RECORDS SHOWN:

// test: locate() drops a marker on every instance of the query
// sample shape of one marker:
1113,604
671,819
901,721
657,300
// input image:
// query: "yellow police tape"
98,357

WHAT YOU HAVE TO DO:
From the entries above, copy every line that holds the word "marker".

RESPONSE TO THE EXERCISE:
// test: locate() drops a marker on every instance of the query
// sample shape of one marker:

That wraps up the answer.